Description of the task:
Switch "single marker" to "single dot" everywhere in the material below and write it out again with nothing else changed. Leave the pictures out.

A series of records:
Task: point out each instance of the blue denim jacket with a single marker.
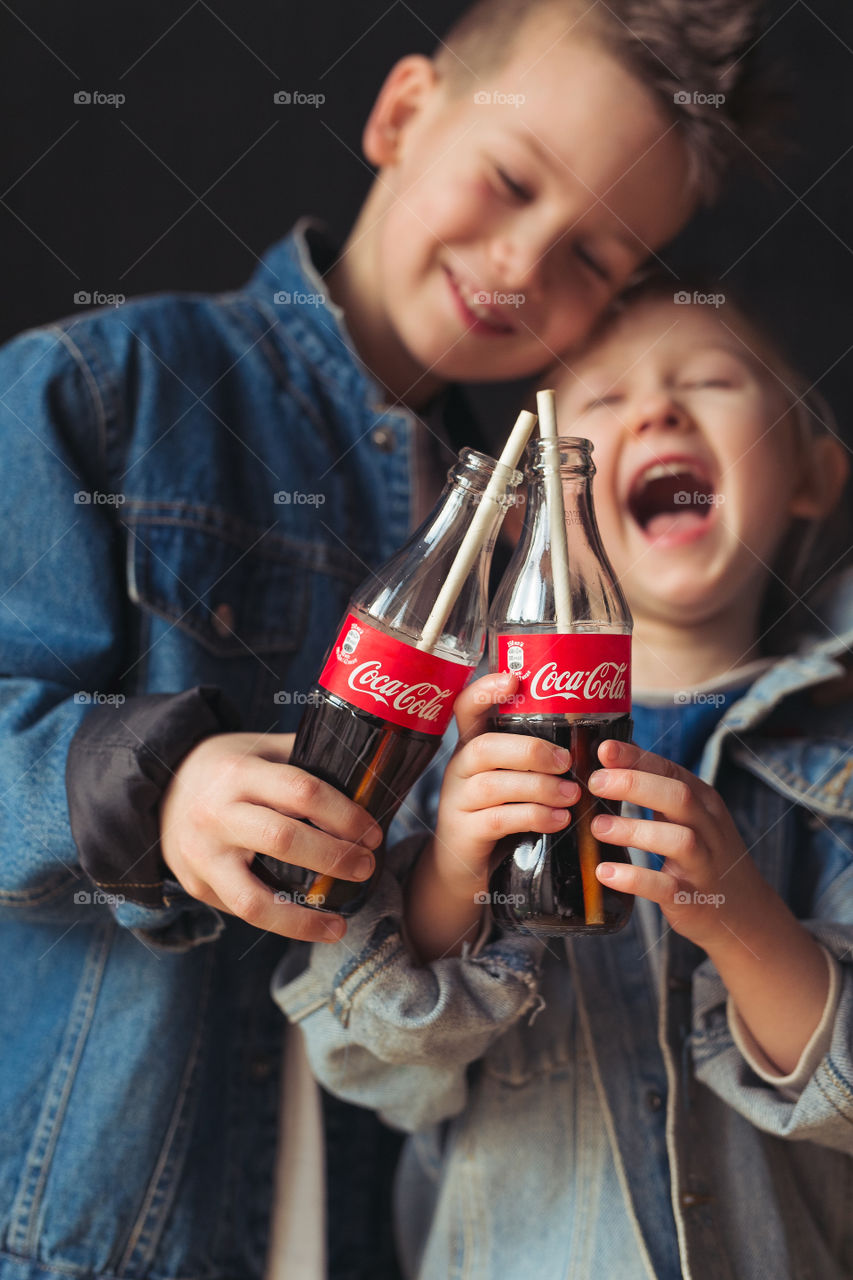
(583, 1109)
(145, 551)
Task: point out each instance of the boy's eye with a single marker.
(514, 187)
(592, 263)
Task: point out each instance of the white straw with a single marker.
(547, 408)
(477, 533)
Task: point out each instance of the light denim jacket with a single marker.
(584, 1110)
(138, 1072)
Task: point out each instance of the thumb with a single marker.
(478, 700)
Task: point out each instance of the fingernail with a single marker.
(363, 867)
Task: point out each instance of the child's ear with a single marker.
(407, 86)
(824, 480)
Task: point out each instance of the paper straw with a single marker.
(546, 405)
(477, 533)
(587, 844)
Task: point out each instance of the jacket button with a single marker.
(384, 439)
(689, 1200)
(223, 620)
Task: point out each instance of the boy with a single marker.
(191, 479)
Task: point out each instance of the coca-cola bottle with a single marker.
(571, 654)
(386, 691)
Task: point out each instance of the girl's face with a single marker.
(697, 472)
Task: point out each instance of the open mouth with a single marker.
(673, 499)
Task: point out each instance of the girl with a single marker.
(675, 1098)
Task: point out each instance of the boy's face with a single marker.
(500, 229)
(696, 469)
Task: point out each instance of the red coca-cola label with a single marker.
(576, 675)
(391, 679)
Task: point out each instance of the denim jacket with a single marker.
(194, 487)
(582, 1109)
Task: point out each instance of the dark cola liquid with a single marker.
(538, 883)
(370, 762)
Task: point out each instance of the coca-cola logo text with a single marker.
(603, 682)
(423, 700)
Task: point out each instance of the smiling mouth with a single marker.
(673, 501)
(479, 315)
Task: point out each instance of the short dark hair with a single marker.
(697, 56)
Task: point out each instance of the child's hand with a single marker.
(495, 785)
(236, 795)
(708, 887)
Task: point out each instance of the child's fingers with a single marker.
(512, 819)
(505, 786)
(246, 896)
(641, 881)
(666, 839)
(264, 831)
(510, 752)
(478, 702)
(666, 795)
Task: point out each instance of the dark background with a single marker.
(185, 184)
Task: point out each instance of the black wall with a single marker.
(186, 182)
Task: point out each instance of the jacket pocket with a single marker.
(219, 603)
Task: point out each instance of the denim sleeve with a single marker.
(388, 1033)
(822, 1111)
(63, 624)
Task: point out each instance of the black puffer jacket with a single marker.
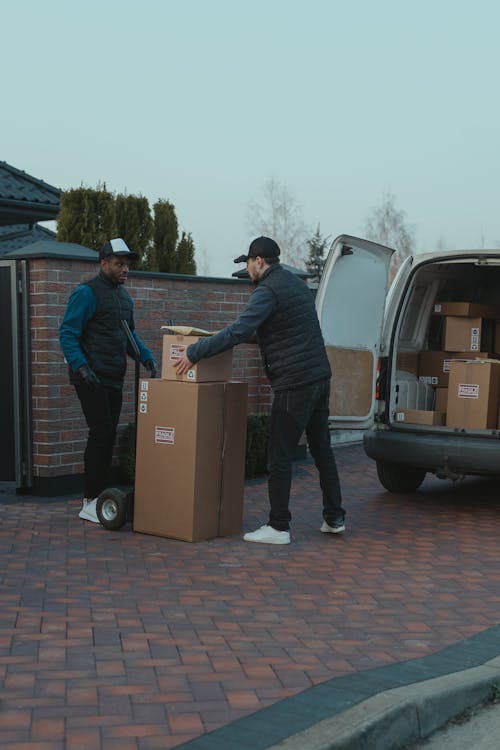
(104, 341)
(290, 340)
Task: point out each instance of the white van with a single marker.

Solution to the exercise:
Task: point out each instance of the blue denim jacket with a single dot.
(583, 1109)
(145, 551)
Task: point out each instance of the boy's eye with a single dot.
(514, 187)
(592, 263)
Task: point out each instance of the white straw with a single dot.
(547, 408)
(477, 533)
Task: point out each instance of the light denim jacket with a single dot.
(584, 1110)
(138, 1072)
Task: point out each instance of the thumb with a single dot.
(478, 700)
Task: point out each instance of the fingernail with a single dot.
(363, 867)
Task: point out each instance of the child's ear with a single dot.
(407, 86)
(824, 480)
Task: point out each instance of the paper straw with a single dot.
(546, 405)
(477, 533)
(587, 844)
Task: point out each instance of the jacket button with a single dot.
(384, 439)
(689, 1200)
(223, 620)
Task: point out each instance of the boy with a single dot.
(191, 479)
Task: point out each instance of the coca-cola bottle with a single dot.
(571, 654)
(386, 691)
Task: point out each instance of the girl's face with a single dot.
(697, 472)
Task: point out each instance of the open mouth with a single dot.
(673, 499)
Task: point out each instance of the girl with a single dot.
(675, 1098)
Task: point out each instance of the boy's face with a single dot.
(500, 229)
(696, 469)
Task: point out each instance of the red coca-cola label with a single dot.
(576, 675)
(391, 679)
Task: point out each instance of the denim jacket with a single dot.
(194, 487)
(582, 1109)
Task: point out each instance of the dark cola liquid with a single dot.
(538, 883)
(370, 762)
Task: point out each instance of the coca-cola logo text with a single dot.
(603, 682)
(423, 700)
Task: point out each instance of the smiling mouth with a single dot.
(673, 501)
(479, 315)
Task: point out each instance of the short dark hair with a single dot.
(697, 56)
Task: point out each instance of the child's hand with a single dot.
(495, 785)
(236, 795)
(708, 887)
Task: point out each instance of the child's fingers with a single dot.
(512, 819)
(505, 786)
(246, 896)
(641, 881)
(666, 839)
(264, 831)
(510, 752)
(478, 702)
(666, 795)
Task: point out each instance of the dark background with a single dot.
(185, 184)
Task: point out each instance of the black wall with a single dot.
(186, 182)
Task: point out each instance of the jacket pocket with a single dot.
(219, 603)
Task: point out each instance of the denim sleeve with a single dot.
(388, 1033)
(822, 1111)
(63, 624)
Task: point out each instance of the black puffer jacket with a single dot.
(104, 341)
(290, 340)
Task: point out each instance of the white van with a single dot.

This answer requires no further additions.